Exercise description: Filter the data below, keeping each line that contains the string "benchmark". Treat the match as case-sensitive.

## begin

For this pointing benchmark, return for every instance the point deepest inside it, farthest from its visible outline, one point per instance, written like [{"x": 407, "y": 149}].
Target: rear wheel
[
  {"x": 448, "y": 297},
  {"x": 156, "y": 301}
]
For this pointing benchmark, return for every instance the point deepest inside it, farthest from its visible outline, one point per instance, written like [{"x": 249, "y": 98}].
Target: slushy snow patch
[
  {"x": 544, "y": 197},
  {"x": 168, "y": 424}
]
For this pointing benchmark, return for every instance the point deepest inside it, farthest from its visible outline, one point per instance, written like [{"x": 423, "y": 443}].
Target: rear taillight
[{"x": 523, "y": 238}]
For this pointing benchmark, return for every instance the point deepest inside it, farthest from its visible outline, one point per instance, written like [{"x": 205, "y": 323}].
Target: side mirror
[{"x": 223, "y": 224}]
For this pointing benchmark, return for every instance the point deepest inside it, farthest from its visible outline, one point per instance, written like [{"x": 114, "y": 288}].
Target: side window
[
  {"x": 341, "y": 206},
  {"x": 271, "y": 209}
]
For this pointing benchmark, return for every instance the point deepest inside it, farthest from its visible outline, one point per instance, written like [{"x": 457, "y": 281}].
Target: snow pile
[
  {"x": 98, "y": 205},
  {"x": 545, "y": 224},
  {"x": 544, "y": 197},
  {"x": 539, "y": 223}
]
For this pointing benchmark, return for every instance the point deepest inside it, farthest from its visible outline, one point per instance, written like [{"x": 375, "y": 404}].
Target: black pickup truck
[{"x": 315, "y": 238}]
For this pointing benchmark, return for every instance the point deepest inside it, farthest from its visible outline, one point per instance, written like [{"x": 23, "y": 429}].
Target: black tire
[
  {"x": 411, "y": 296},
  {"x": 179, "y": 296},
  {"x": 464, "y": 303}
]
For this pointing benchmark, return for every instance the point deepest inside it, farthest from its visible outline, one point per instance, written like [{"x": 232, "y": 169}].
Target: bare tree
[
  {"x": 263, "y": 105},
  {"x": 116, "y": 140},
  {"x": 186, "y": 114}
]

## end

Solution to this problem:
For this pointing benchmark, return for every instance the point deepest inside it, farthest from its visible outline, one point per instance, written like [{"x": 407, "y": 149}].
For this pointing benchmark, return for every instance the point deepest inside it, farthest from its visible outline, one point per instance, written like [{"x": 249, "y": 98}].
For this pointing benchmark, return for every instance the point deepest inside it, farthest from its visible outline, one point per instance, written like [{"x": 423, "y": 443}].
For this pointing benchmark, return for every instance the point deepest inside it, farthest from its visible outline, one point per instance, written like [{"x": 205, "y": 323}].
For this pointing benchmark, return for every instance the point deepest inside it, farthest from its visible outline, one point per instance, written like [{"x": 114, "y": 288}].
For this pointing benchmark, return for every instance the point deepest inside it, farthest from its visible outline, one point per instance, written like [{"x": 457, "y": 281}].
For this pointing benchmark, return for every instance the point deepest inside it, farthest from its visible outline, one point per instance, written like [{"x": 375, "y": 404}].
For this pointing benchmark, return for every instance the point deepest inside it, farthest from its visible outline, one point per instance, written like [{"x": 23, "y": 429}].
For this pointing benchmark, return for every instance the point deepest inside it, farthest from its visible outline, one point per instance, written like [{"x": 232, "y": 169}].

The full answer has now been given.